TEXT SEGMENT:
**********

Portability and data sharing is an important feature of research. So after some analysis the data can be written to disk with `write_profiling_data` and loaded back with `load_profiling_data` functions. These save the data as an .Rdata object and they usually are <100MB per library which makes them easy to share over dropbox or other file sharing systems.

## Other features

There are many normalization and display options in each function. You can see the function documentation for details. For this intial iteration I left the entire R code in the package documentation for other people to see easily.

All the calculations we did above used the entire gene set. We can just as easily re-run these calculations with any subset of genedf. For example if one wants to compare substrates of one pathway to the rest of the transcriptome we can just re-run the code twice and compare the resulting data.frames. We can also change the start and end coordinates of the genedf to focus on specific areas of specific genes. I tried to make the requirements for data analysis as little as possible so complicated comparisons can be done with little preparation.

Almost all the functions in the package invisibly return a data.frame (except for `read_profiling_data` and `select_read_lengths`) so the end user can perform more complicated analyses if desired.

**********

[Dataset items]
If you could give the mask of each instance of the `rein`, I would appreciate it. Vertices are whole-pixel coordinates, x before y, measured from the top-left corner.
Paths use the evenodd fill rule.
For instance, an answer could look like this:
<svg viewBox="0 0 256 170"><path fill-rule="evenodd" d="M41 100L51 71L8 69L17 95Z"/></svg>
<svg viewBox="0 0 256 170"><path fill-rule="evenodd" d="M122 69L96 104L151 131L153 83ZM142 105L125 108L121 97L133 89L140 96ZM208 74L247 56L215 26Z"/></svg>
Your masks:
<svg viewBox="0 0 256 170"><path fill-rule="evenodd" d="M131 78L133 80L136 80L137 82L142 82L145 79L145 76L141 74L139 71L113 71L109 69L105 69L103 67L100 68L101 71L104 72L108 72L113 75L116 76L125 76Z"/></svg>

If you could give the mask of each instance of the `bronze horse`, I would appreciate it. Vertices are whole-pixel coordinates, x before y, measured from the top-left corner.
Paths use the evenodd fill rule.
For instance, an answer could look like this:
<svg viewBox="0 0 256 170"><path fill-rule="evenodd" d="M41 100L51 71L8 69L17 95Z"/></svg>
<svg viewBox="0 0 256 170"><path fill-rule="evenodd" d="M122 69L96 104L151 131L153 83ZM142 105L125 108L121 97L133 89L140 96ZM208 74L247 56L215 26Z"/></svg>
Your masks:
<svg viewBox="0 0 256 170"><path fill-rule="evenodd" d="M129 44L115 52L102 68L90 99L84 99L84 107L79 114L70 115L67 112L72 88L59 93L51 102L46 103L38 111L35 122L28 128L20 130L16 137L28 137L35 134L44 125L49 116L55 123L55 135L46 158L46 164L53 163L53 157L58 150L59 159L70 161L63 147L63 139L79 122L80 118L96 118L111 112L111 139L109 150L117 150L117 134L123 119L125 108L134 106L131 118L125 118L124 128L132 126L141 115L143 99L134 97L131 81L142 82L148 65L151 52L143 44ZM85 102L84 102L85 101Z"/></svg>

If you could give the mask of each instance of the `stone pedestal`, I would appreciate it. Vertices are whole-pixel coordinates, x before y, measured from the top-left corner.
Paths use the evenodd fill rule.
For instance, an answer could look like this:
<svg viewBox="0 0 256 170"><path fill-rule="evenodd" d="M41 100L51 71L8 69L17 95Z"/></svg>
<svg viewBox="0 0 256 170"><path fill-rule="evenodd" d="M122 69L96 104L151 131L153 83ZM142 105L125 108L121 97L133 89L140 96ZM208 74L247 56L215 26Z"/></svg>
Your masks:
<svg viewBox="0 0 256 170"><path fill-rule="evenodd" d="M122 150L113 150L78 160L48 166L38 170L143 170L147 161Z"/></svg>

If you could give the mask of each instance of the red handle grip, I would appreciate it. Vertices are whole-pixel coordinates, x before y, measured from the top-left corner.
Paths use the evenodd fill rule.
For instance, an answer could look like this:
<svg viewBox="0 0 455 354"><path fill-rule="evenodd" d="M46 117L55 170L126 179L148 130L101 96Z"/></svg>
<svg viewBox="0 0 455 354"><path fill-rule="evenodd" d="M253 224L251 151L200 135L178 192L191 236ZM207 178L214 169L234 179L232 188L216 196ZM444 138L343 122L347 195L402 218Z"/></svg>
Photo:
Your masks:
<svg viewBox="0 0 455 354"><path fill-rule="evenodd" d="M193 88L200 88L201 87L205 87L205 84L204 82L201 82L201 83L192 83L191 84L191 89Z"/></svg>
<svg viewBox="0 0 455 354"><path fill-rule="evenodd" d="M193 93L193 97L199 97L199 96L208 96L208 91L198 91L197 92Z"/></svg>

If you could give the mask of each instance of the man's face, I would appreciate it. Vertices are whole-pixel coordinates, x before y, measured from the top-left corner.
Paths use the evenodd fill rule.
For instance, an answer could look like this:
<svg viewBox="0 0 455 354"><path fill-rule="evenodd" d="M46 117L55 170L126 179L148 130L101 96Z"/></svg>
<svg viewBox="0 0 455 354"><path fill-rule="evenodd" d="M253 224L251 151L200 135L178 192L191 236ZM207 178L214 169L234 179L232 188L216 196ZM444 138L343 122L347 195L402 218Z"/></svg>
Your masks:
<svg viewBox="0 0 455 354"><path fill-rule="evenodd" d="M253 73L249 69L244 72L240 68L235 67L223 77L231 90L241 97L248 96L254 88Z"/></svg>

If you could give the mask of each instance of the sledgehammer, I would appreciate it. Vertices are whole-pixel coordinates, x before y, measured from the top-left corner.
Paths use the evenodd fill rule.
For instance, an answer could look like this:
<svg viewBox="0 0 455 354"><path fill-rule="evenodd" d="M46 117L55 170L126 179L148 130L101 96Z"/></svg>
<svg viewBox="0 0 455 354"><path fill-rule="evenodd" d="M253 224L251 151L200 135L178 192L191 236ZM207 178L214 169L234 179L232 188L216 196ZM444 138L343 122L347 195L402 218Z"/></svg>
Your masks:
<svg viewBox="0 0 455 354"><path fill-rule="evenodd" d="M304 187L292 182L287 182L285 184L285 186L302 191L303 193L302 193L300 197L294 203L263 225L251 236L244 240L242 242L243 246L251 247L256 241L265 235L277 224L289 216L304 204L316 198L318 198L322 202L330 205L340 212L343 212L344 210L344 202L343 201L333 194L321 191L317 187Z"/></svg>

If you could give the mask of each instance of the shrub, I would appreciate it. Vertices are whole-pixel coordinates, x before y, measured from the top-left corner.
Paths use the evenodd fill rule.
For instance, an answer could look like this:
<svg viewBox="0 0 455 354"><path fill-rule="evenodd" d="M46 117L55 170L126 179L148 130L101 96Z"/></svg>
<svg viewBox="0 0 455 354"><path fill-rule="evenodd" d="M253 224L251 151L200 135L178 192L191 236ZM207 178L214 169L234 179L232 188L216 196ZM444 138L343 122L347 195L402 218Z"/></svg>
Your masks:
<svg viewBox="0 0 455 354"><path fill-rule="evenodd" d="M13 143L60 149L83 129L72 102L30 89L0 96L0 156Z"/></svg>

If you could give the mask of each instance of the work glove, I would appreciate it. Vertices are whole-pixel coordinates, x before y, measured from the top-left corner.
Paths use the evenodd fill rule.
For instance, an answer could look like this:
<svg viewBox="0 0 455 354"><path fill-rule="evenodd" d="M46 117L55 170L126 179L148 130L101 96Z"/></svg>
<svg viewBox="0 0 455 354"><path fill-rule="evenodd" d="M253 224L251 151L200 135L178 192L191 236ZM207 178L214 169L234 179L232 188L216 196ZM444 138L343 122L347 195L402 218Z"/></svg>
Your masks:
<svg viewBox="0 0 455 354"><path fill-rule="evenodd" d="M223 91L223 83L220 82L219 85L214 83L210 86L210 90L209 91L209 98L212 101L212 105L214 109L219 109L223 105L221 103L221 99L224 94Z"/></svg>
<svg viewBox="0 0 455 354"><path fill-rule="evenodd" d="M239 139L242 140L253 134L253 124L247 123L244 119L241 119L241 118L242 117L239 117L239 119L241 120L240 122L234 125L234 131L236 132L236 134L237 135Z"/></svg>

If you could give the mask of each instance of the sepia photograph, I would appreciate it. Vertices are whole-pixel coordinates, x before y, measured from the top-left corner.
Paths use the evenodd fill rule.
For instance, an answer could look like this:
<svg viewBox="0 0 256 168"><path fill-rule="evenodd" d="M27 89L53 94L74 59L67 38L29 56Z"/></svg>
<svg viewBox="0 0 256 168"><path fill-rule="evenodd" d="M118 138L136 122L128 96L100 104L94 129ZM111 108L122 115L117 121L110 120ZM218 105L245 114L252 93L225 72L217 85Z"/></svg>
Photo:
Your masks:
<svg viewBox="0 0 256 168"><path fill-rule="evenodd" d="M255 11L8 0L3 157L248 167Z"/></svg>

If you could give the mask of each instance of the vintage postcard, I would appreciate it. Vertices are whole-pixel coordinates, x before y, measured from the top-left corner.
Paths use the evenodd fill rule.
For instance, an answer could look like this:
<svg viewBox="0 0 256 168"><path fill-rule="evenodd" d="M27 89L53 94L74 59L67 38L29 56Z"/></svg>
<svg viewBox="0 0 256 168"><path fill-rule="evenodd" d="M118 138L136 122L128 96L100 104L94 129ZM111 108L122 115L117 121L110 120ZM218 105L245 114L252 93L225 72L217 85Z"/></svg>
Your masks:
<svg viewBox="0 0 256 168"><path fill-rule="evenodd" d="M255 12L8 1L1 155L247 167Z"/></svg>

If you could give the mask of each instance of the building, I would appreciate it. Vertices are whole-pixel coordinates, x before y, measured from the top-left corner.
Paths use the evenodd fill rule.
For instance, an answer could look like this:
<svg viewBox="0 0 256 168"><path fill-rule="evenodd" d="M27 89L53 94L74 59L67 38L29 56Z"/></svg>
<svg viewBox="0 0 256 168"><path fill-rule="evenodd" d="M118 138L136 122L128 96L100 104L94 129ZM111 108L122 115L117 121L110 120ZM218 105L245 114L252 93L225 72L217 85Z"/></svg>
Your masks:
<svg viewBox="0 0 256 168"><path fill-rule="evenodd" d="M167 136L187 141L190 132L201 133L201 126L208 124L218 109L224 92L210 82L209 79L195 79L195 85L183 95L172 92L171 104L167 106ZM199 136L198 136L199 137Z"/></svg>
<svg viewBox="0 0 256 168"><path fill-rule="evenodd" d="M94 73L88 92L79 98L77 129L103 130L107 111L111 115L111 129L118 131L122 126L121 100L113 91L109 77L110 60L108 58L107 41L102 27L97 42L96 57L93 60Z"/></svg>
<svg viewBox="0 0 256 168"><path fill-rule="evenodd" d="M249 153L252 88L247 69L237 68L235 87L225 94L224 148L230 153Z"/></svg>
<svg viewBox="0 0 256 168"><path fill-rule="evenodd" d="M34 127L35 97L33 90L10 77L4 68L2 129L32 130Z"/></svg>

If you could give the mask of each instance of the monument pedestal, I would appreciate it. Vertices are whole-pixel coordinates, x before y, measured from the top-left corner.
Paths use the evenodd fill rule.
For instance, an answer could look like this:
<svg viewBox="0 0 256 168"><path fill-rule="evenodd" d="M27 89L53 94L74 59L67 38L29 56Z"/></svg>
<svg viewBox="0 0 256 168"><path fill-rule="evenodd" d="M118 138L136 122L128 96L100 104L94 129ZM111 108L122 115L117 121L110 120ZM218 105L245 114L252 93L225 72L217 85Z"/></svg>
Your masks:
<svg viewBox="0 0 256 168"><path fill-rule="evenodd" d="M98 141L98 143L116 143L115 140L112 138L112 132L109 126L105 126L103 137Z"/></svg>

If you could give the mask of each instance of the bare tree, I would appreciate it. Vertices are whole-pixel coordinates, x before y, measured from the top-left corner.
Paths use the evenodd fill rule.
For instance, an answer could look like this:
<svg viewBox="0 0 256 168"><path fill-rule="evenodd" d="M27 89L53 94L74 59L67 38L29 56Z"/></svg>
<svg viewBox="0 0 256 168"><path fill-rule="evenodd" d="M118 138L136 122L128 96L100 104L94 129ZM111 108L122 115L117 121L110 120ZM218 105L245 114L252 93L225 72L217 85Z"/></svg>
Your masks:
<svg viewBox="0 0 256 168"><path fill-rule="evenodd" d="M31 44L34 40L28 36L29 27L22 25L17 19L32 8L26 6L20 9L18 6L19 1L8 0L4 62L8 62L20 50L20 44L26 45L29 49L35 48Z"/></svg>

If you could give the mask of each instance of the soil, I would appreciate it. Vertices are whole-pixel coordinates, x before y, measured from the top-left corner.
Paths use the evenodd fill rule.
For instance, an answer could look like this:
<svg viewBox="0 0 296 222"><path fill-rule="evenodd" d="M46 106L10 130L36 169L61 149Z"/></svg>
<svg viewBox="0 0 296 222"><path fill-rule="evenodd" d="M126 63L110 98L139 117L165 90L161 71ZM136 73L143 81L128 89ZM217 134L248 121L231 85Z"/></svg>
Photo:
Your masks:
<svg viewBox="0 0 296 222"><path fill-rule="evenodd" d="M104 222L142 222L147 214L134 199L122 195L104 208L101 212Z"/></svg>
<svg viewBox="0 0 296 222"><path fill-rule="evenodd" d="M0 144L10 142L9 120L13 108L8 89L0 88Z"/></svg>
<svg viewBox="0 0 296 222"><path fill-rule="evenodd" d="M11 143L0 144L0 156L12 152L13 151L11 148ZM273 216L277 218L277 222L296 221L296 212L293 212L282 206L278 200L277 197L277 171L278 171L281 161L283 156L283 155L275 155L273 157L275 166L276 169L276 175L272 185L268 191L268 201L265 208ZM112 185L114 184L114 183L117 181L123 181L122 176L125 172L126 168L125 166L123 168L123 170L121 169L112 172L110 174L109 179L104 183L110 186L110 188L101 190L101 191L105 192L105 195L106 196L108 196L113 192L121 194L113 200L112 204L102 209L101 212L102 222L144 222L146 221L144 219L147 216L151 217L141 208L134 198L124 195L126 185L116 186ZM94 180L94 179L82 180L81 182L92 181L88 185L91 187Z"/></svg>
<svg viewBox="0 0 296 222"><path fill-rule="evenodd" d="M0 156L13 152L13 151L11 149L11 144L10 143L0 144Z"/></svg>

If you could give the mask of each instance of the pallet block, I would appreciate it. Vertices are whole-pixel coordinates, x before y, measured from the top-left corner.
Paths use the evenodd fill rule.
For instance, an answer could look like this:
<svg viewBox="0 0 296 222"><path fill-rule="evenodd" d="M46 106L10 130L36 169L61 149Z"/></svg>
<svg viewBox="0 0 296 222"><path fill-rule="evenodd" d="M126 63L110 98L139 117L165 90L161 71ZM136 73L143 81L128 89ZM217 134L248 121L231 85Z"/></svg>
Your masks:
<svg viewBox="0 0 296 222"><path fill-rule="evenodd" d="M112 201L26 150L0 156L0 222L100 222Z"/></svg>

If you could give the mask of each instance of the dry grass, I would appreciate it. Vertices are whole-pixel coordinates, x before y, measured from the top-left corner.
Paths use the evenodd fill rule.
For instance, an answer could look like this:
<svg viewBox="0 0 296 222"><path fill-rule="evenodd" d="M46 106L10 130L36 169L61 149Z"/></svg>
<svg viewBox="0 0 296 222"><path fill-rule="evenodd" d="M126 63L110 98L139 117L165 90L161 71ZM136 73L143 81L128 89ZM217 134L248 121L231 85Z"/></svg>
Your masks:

**********

WORK INSTRUCTIONS:
Answer these questions about the profiling-data text:
(a) As what kind of object do the saving functions store the data?
(b) Where did the author leave the entire R code for others to see?
(c) Which two functions are the exceptions to invisibly returning a data.frame?

THE ANSWER:
(a) An .Rdata object.
(b) In the package documentation.
(c) `read_profiling_data` and `select_read_lengths`.